Object pointing dataset rows »
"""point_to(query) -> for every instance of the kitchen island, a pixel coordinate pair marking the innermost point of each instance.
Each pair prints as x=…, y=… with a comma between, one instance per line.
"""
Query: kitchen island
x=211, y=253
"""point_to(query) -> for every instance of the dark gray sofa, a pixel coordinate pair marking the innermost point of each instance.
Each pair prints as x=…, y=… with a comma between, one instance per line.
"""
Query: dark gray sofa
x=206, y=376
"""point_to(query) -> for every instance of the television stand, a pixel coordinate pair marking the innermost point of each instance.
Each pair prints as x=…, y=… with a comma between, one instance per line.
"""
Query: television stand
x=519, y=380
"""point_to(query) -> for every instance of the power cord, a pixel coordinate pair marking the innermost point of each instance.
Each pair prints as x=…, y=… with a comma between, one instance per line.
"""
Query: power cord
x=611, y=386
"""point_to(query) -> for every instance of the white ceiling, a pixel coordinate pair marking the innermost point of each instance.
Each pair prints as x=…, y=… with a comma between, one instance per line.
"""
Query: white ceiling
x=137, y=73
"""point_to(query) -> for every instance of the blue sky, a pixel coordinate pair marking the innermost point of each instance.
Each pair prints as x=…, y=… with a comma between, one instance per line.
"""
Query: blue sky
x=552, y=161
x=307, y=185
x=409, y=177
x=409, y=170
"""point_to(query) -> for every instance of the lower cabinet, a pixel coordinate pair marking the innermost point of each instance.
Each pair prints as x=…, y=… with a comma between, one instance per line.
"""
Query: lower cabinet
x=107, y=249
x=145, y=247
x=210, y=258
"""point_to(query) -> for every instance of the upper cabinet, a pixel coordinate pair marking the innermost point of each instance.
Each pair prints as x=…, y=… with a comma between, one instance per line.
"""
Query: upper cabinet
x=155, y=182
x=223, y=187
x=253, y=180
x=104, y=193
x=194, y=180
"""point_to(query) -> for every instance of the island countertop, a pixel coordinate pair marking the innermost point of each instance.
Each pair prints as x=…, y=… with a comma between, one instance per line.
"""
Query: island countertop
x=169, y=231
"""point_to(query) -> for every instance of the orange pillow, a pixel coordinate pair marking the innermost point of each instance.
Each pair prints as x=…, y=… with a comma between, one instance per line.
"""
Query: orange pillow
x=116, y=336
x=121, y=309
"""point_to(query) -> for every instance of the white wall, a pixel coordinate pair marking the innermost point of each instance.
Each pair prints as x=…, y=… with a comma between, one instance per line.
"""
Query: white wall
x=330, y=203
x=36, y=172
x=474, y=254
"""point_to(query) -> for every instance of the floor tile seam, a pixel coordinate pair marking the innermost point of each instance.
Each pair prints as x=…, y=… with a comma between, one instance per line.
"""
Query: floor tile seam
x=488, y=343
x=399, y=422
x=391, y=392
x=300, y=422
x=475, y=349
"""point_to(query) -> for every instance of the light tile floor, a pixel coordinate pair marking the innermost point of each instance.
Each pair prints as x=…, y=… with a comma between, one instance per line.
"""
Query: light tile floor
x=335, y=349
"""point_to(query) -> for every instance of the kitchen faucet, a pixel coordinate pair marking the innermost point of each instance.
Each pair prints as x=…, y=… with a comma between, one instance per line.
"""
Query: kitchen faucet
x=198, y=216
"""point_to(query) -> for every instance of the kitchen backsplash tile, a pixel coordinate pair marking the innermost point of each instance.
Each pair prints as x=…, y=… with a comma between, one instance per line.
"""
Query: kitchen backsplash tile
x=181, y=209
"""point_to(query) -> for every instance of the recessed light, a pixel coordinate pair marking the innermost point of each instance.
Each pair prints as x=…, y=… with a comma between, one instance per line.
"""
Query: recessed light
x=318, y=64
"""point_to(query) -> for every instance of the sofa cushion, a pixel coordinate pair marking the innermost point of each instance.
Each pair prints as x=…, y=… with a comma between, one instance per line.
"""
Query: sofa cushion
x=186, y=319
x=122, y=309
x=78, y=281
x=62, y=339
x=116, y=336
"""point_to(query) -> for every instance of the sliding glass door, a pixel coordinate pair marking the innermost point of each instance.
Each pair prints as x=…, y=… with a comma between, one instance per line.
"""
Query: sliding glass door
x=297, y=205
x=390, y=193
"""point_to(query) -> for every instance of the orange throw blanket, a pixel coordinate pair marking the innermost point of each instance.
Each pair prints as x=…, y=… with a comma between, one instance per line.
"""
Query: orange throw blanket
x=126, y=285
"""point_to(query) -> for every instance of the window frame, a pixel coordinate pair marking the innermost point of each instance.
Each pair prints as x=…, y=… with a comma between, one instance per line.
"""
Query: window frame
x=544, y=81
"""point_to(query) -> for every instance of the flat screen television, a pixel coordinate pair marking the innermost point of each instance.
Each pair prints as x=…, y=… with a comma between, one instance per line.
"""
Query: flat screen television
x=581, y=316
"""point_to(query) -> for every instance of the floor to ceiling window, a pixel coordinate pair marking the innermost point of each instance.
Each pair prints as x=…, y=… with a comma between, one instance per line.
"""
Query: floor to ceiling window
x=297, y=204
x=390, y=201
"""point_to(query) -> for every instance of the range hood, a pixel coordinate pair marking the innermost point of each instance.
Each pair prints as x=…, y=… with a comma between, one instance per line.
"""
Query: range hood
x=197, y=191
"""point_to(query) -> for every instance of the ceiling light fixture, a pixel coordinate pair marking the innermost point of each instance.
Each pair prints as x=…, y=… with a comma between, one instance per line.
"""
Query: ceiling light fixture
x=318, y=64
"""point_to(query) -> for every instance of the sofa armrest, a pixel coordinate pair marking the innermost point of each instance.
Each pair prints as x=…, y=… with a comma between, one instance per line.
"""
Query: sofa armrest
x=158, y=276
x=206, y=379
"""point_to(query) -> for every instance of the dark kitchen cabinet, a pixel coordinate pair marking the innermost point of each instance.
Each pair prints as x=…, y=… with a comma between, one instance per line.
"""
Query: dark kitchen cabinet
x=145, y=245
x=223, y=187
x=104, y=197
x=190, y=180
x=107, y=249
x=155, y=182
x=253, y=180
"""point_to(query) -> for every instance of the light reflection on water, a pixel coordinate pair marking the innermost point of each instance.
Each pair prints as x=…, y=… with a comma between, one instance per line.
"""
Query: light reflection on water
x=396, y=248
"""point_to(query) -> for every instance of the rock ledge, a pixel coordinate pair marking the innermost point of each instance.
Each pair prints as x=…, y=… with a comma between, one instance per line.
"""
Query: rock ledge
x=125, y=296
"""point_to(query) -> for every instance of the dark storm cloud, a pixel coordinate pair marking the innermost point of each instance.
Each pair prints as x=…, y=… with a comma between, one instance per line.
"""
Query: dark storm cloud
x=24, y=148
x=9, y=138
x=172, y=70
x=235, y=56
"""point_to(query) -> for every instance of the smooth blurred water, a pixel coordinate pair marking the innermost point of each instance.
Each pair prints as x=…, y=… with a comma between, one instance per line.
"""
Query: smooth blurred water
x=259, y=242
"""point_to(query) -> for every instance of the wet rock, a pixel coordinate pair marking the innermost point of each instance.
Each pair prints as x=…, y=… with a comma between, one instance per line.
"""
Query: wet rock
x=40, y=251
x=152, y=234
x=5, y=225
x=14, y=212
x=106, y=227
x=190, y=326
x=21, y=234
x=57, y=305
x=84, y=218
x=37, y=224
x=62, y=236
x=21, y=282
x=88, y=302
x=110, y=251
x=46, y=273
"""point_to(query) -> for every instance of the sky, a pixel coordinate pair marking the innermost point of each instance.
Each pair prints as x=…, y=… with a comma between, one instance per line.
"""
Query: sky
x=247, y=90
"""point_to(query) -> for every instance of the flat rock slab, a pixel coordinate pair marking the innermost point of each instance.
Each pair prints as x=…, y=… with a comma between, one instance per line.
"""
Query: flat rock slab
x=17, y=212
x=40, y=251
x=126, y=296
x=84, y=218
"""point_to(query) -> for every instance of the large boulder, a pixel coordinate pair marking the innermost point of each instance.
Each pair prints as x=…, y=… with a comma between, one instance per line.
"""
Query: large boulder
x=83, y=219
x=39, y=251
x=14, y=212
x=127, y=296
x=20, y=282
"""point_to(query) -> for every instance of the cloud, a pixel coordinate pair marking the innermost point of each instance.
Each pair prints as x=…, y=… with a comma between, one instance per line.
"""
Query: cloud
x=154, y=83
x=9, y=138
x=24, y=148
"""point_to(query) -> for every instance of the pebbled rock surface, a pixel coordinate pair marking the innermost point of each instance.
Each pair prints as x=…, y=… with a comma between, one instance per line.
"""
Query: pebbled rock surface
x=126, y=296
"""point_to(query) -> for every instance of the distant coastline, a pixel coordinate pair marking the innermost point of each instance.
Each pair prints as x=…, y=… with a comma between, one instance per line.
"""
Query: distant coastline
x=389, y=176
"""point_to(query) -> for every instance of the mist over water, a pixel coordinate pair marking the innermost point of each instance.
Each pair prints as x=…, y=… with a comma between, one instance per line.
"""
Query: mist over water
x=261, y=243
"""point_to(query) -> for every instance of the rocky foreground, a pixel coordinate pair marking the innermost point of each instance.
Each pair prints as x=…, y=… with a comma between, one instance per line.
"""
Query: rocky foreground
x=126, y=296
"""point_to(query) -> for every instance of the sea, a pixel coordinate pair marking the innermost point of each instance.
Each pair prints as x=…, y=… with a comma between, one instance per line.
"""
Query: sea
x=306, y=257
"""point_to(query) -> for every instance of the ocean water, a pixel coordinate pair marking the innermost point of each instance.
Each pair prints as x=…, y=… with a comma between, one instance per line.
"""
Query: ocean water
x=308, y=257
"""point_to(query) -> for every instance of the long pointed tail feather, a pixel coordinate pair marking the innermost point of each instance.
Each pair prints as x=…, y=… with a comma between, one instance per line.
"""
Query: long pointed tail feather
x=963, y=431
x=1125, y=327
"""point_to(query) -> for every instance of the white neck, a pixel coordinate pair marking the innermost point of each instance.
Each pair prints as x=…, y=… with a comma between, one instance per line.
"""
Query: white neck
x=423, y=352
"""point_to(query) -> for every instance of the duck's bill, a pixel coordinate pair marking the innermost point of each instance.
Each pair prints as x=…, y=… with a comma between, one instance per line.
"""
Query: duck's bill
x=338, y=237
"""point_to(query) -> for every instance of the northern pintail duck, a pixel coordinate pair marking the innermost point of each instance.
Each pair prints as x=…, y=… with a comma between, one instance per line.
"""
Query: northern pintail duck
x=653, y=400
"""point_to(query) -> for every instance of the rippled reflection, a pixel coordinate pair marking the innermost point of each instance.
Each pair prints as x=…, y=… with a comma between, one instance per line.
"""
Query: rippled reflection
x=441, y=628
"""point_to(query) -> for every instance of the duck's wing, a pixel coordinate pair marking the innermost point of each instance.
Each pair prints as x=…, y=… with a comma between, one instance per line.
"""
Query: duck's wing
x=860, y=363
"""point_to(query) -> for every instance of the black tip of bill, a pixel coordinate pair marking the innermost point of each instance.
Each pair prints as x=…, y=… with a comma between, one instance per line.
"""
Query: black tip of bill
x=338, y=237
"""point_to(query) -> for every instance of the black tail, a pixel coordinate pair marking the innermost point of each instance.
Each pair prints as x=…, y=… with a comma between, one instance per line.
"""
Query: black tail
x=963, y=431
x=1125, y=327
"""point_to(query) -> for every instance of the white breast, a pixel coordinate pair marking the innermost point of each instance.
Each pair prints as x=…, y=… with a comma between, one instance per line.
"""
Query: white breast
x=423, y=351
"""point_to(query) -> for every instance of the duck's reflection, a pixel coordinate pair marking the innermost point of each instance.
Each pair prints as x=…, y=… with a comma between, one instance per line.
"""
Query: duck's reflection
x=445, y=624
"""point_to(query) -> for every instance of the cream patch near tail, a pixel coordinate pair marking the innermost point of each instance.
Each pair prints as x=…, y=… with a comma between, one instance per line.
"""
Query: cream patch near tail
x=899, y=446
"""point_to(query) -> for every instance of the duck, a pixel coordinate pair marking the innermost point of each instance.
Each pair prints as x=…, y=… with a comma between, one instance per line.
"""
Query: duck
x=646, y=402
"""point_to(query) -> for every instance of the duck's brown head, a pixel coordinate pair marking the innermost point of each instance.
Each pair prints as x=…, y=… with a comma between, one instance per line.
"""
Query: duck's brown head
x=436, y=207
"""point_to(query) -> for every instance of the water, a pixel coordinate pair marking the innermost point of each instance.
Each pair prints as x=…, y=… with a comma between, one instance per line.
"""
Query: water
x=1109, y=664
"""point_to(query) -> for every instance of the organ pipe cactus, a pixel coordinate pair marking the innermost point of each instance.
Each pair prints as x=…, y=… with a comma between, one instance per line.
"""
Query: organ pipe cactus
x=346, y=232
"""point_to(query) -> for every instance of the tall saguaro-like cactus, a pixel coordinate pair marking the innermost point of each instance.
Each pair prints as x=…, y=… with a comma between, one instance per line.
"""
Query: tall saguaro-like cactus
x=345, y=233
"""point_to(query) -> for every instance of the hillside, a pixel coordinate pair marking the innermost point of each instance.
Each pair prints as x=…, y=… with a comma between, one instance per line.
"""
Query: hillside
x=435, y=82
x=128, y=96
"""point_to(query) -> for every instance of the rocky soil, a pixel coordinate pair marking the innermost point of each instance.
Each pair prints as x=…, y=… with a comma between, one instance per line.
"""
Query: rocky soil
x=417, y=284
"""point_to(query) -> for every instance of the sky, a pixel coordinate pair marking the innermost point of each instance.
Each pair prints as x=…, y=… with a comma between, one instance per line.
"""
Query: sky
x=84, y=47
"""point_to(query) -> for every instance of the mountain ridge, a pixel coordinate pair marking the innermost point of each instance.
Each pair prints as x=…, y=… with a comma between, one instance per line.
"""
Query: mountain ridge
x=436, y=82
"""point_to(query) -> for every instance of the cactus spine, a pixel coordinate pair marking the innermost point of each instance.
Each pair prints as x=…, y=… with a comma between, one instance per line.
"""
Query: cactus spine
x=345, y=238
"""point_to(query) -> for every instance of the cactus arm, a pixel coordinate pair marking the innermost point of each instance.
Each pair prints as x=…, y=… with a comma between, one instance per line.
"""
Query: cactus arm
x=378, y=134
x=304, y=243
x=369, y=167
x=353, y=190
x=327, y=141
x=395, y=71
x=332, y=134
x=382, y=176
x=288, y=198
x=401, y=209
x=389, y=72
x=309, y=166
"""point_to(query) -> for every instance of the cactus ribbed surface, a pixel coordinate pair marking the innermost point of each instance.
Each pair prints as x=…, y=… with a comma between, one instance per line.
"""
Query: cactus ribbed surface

STATED GOAL »
Starting at the line that contains "of the northern" and ending at the line that contains "x=860, y=363", change "rippled reflection" to "water reflection" and leave everything else unchanged. Reproduce only those lines.

RESPONSE TO THE EXERCISE »
"""point_to(query) -> for every instance of the northern pintail duck, a pixel coordinate pair marking the innermost point of each instance.
Each pair prints as x=…, y=… with a comma between, one instance per line.
"""
Query: northern pintail duck
x=653, y=400
"""point_to(query) -> for every instance of the water reflection, a pixel coordinate pair marking the innermost point of each instance.
Each pair prints as x=…, y=… with a comma between, one instance per line.
"""
Query: water reflection
x=441, y=628
"""point_to(query) -> for every instance of the duck's wing, a pixel coordinate pair marking the innermost point of each instance.
Each pair prints as x=…, y=… with a comma between, one instance per line.
"""
Query: duck's wing
x=860, y=363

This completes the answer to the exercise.